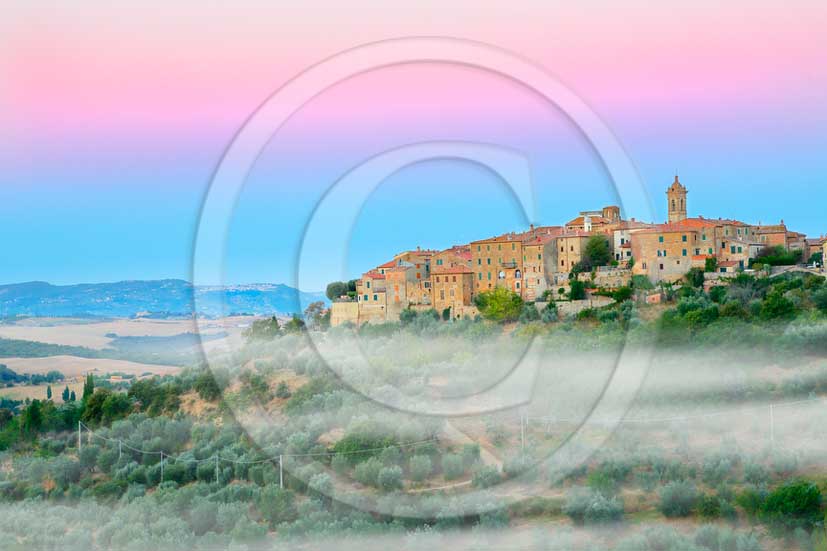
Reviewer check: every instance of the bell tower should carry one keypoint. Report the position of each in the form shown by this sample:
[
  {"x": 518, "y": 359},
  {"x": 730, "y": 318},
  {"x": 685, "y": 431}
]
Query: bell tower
[{"x": 676, "y": 201}]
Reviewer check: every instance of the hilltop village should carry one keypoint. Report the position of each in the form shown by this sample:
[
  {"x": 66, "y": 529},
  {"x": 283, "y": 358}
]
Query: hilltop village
[{"x": 543, "y": 261}]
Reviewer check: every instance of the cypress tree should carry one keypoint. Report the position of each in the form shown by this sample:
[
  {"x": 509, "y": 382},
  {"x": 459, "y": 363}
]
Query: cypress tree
[{"x": 88, "y": 387}]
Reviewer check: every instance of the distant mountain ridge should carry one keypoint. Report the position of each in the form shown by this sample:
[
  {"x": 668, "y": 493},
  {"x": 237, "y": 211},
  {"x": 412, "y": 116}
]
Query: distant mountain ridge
[{"x": 158, "y": 298}]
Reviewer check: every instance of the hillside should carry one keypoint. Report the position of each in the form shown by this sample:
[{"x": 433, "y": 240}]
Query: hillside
[{"x": 162, "y": 298}]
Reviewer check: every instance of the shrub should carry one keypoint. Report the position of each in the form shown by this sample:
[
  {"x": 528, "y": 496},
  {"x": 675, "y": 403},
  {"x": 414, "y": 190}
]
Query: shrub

----

## WORK TO COMPLETE:
Reproduce every entry above word for word, leaving out the pictures.

## TASK ANSWER:
Reviewer check: every instance of the bell tower should carry one keypoint. Report the position of each in the form shown by this sample:
[
  {"x": 518, "y": 359},
  {"x": 730, "y": 318},
  {"x": 685, "y": 431}
]
Query: bell tower
[{"x": 676, "y": 201}]
Reviewer check: every instance of the hilltop village should carry one keypoint. Report the position of each in the form shown by this sample:
[
  {"x": 66, "y": 529},
  {"x": 283, "y": 358}
]
Query: hilltop village
[{"x": 543, "y": 261}]
Reviewer check: every instance of the cypress tree should carry one keypoint. Report the position of each in the form shown by this sample:
[
  {"x": 509, "y": 382},
  {"x": 459, "y": 363}
]
Query: cypress tree
[{"x": 88, "y": 387}]
Reviewer check: every instance of the distant mountain ridge should carry one keypoint. Report the position of each in the form shown by this sample:
[
  {"x": 668, "y": 493},
  {"x": 237, "y": 211},
  {"x": 412, "y": 116}
]
Query: distant mountain ridge
[{"x": 158, "y": 298}]
Reviewer check: every instance of the hillside should carry one keypoint. Report the position of each in the form shown by this sample:
[{"x": 433, "y": 240}]
Query: hillside
[{"x": 162, "y": 298}]
Reviewer check: every instance of the shrub should carry one keypoint. Report the position of each in the form shown by this sample:
[
  {"x": 528, "y": 496},
  {"x": 675, "y": 403},
  {"x": 414, "y": 190}
]
Query: shrub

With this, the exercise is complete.